### Task directions
A faithful copy of all the entries is required, with no pictures in it.

### Records for processing
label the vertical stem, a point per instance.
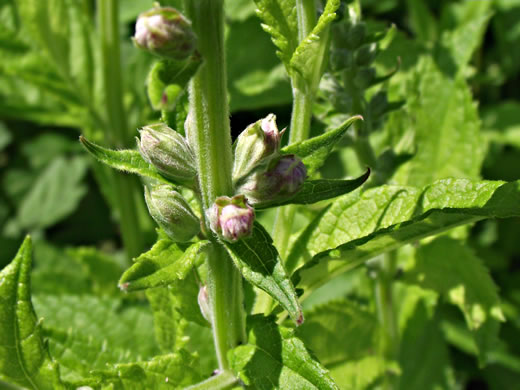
(301, 116)
(125, 187)
(209, 135)
(300, 122)
(386, 310)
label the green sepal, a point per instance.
(314, 151)
(261, 265)
(168, 79)
(24, 355)
(128, 160)
(317, 190)
(164, 264)
(275, 358)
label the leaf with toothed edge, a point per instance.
(388, 217)
(127, 160)
(260, 264)
(315, 151)
(274, 358)
(164, 264)
(24, 357)
(307, 59)
(279, 19)
(317, 190)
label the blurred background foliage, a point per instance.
(458, 82)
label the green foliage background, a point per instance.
(458, 78)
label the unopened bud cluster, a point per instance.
(168, 151)
(231, 218)
(172, 213)
(165, 32)
(260, 174)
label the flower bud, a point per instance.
(168, 151)
(165, 32)
(203, 299)
(231, 218)
(282, 179)
(257, 142)
(172, 213)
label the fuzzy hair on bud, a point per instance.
(168, 151)
(282, 179)
(165, 32)
(258, 143)
(231, 218)
(172, 213)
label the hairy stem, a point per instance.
(125, 186)
(209, 135)
(386, 311)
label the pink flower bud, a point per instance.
(231, 218)
(165, 32)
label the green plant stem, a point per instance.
(301, 115)
(386, 310)
(222, 381)
(364, 152)
(300, 122)
(125, 187)
(209, 135)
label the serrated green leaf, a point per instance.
(48, 25)
(55, 194)
(279, 20)
(424, 355)
(308, 58)
(299, 248)
(125, 160)
(275, 359)
(109, 322)
(164, 264)
(168, 79)
(339, 331)
(388, 217)
(446, 124)
(172, 371)
(260, 264)
(314, 191)
(363, 373)
(502, 123)
(452, 270)
(315, 151)
(73, 271)
(24, 358)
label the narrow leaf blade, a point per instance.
(279, 20)
(124, 160)
(162, 265)
(260, 264)
(314, 151)
(452, 269)
(317, 190)
(275, 358)
(388, 217)
(24, 357)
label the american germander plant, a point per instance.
(205, 193)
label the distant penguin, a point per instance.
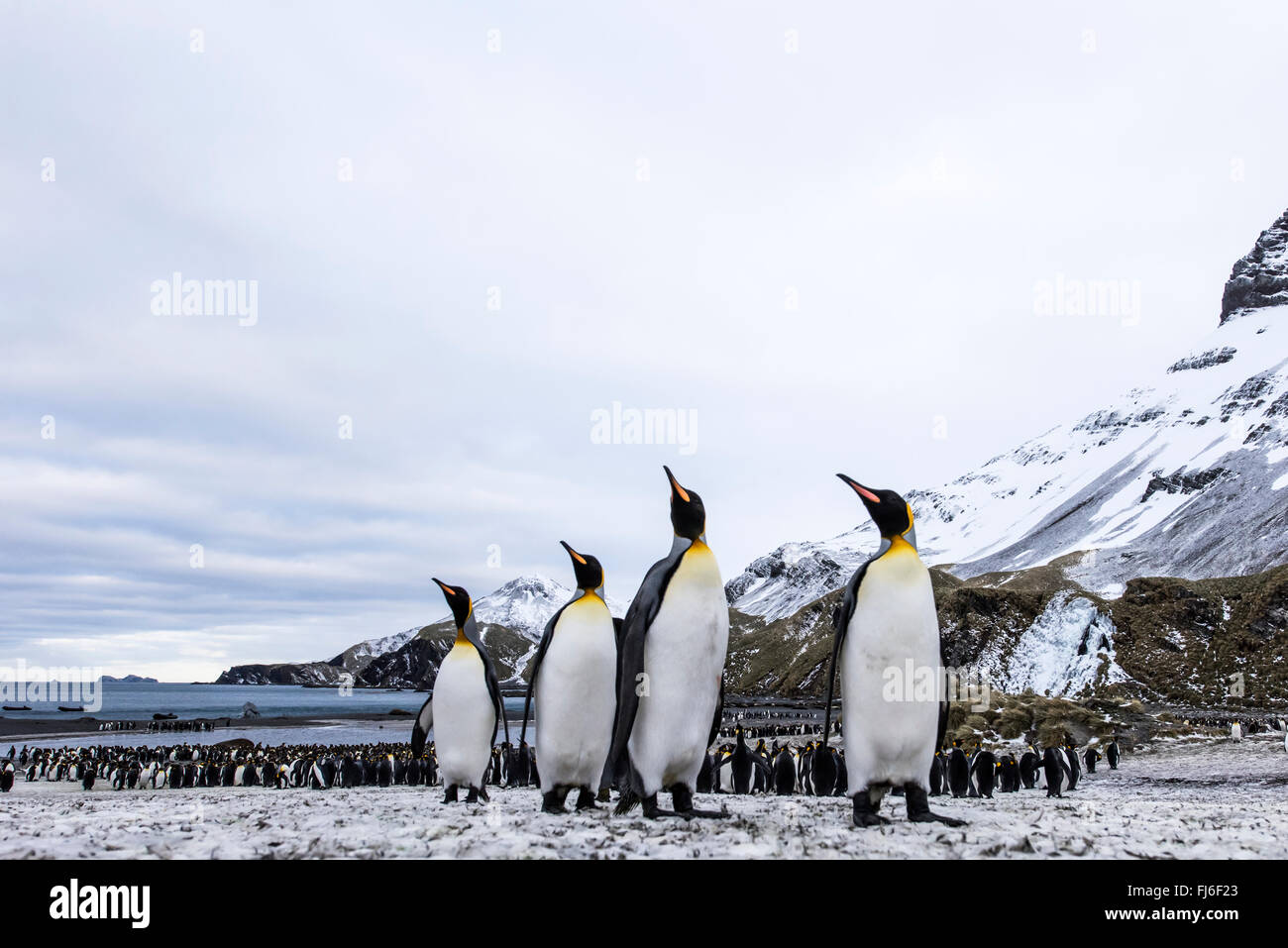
(936, 775)
(322, 773)
(1009, 775)
(706, 776)
(575, 683)
(823, 775)
(1074, 771)
(465, 706)
(1029, 766)
(983, 772)
(1054, 769)
(674, 642)
(958, 772)
(888, 618)
(785, 773)
(743, 763)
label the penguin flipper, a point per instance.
(841, 617)
(546, 635)
(715, 724)
(420, 730)
(630, 666)
(493, 689)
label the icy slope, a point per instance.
(1184, 475)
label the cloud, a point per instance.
(832, 248)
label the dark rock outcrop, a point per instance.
(1260, 278)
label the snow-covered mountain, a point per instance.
(526, 603)
(520, 607)
(359, 657)
(1183, 475)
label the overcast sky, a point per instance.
(815, 227)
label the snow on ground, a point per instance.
(1210, 798)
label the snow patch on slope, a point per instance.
(1067, 649)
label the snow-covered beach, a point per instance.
(1175, 798)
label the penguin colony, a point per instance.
(635, 704)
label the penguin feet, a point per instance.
(918, 807)
(864, 813)
(553, 801)
(682, 797)
(652, 810)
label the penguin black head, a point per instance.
(889, 511)
(590, 575)
(459, 599)
(688, 515)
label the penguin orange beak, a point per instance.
(675, 485)
(574, 553)
(861, 489)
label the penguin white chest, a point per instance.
(684, 656)
(890, 674)
(576, 695)
(464, 716)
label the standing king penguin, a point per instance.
(464, 706)
(888, 620)
(575, 682)
(671, 677)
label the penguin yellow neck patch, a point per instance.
(900, 548)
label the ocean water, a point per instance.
(138, 702)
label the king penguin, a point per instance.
(888, 620)
(464, 706)
(575, 682)
(671, 677)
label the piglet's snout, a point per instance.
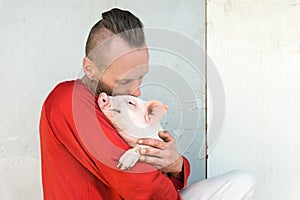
(103, 100)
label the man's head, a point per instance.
(116, 54)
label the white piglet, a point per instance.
(134, 118)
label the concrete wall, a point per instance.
(255, 46)
(42, 44)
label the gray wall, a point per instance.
(255, 45)
(42, 44)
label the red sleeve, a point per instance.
(87, 136)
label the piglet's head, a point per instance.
(155, 110)
(128, 112)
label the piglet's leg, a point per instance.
(129, 158)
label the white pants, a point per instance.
(234, 185)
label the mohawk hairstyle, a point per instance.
(112, 23)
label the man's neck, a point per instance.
(89, 84)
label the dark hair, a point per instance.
(112, 23)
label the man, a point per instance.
(79, 146)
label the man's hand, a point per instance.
(162, 154)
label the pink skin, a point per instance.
(133, 119)
(133, 116)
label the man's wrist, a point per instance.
(177, 171)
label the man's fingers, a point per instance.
(151, 152)
(155, 161)
(153, 143)
(165, 136)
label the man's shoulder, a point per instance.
(61, 91)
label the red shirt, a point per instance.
(80, 150)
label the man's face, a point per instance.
(126, 72)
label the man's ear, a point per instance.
(155, 110)
(89, 68)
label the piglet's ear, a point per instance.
(155, 110)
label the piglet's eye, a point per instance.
(131, 103)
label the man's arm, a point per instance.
(164, 155)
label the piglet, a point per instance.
(134, 118)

### Exercise output
label the vertical stem, a point per instance.
(301, 116)
(125, 187)
(209, 135)
(300, 122)
(386, 310)
label the green sepal, a point per instance.
(314, 151)
(261, 265)
(168, 79)
(24, 355)
(128, 160)
(317, 190)
(164, 264)
(275, 358)
label the leaf with toothed edge, a point per instance.
(388, 217)
(127, 160)
(260, 264)
(315, 151)
(274, 358)
(164, 264)
(24, 357)
(307, 59)
(279, 19)
(317, 190)
label the blurred background foliage, a point per instance.
(458, 82)
label the green foliage background, a point per instance.
(458, 78)
label the unopened bud cluster, a point per instance.
(168, 151)
(231, 218)
(172, 213)
(165, 32)
(260, 174)
label the flower bud, a point per instance.
(168, 151)
(165, 32)
(203, 299)
(231, 218)
(282, 179)
(257, 142)
(172, 213)
label the fuzzy hair on bud, a point per instance.
(168, 151)
(282, 179)
(165, 32)
(258, 143)
(231, 218)
(172, 213)
label the hairy stem, a point per instance.
(125, 186)
(209, 135)
(386, 311)
label the pink flower bud, a point per instance.
(231, 218)
(165, 32)
label the green plant stem, a point per instance.
(301, 115)
(386, 310)
(222, 381)
(364, 152)
(300, 122)
(125, 187)
(209, 135)
label the serrated green leaf, a point per instance.
(48, 25)
(55, 194)
(279, 20)
(424, 355)
(308, 58)
(299, 248)
(125, 160)
(275, 359)
(109, 322)
(164, 264)
(168, 79)
(339, 331)
(388, 217)
(446, 124)
(172, 371)
(260, 264)
(314, 191)
(363, 373)
(502, 123)
(452, 270)
(315, 151)
(73, 271)
(24, 358)
label the narrow leaf blade, a point per instance.
(279, 20)
(124, 160)
(162, 265)
(260, 264)
(314, 151)
(452, 269)
(317, 190)
(275, 358)
(388, 217)
(24, 357)
label the american germander plant, a point per instance.
(205, 193)
label the distant penguin, a point per instance.
(936, 775)
(322, 773)
(1009, 775)
(706, 776)
(575, 683)
(823, 775)
(1074, 771)
(465, 706)
(1029, 766)
(983, 772)
(1054, 769)
(674, 642)
(958, 772)
(888, 618)
(785, 773)
(743, 763)
label the penguin flipper, a point per instance.
(841, 617)
(546, 635)
(715, 724)
(420, 730)
(630, 666)
(493, 689)
label the icy slope, a point per instance.
(1184, 475)
label the cloud, a point per instance.
(832, 248)
label the dark rock outcrop, a point per instance.
(1260, 278)
label the snow-covered mountain, a point per instance.
(526, 603)
(520, 607)
(359, 657)
(1183, 475)
label the overcast sky, a point per instance.
(815, 227)
label the snow on ground, a point per instance.
(1210, 798)
label the snow patch on slope, a point per instance.
(1067, 649)
label the snow-covered beach, a point per instance.
(1175, 798)
label the penguin colony, a point per instance.
(635, 704)
label the penguin feet, a point per instance.
(918, 807)
(864, 813)
(553, 801)
(682, 797)
(652, 810)
label the penguin black head, a point per instance.
(889, 511)
(590, 575)
(459, 599)
(688, 515)
label the penguin orange beak, a point per instance.
(675, 485)
(574, 553)
(861, 489)
label the penguin white chest, a point per instance.
(684, 656)
(890, 674)
(576, 695)
(464, 716)
label the standing king penguin, a point per instance.
(464, 706)
(888, 620)
(575, 682)
(671, 677)
label the penguin yellow neck patch, a point per instance.
(900, 548)
label the ocean water, a point per instance.
(138, 702)
label the king penguin, a point per instance.
(888, 620)
(464, 706)
(575, 682)
(671, 677)
label the piglet's snout, a point per instance.
(103, 100)
label the man's head, a point per instance.
(116, 54)
label the white piglet, a point per instance.
(134, 118)
label the concrete wall, a point per instance.
(255, 46)
(42, 44)
label the gray wall, a point per instance.
(255, 45)
(42, 44)
label the red sleeve, a point per instance.
(87, 136)
label the piglet's head, a point per instance.
(155, 110)
(128, 112)
label the piglet's leg, a point per instance.
(129, 158)
label the white pants, a point per instance.
(234, 185)
label the mohawk hairstyle, a point per instance.
(112, 23)
label the man's neck, a point per instance.
(89, 84)
label the dark hair, a point per instance.
(112, 23)
label the man, a point per instance.
(79, 146)
label the man's hand, a point per instance.
(162, 154)
label the pink skin, a point per instance.
(133, 119)
(133, 116)
label the man's wrist, a point per instance.
(177, 171)
label the man's fingers, a point per instance.
(151, 152)
(155, 161)
(153, 143)
(165, 136)
label the man's shoulder, a point per instance.
(61, 91)
label the red shirt, a point per instance.
(80, 150)
label the man's face, a point per instance.
(126, 72)
label the man's ear, a point per instance.
(155, 110)
(89, 68)
label the piglet's ear, a point per instance.
(155, 110)
label the piglet's eye, a point per instance.
(131, 103)
label the man's arm, a point per instance.
(164, 155)
label the piglet, a point per instance.
(134, 118)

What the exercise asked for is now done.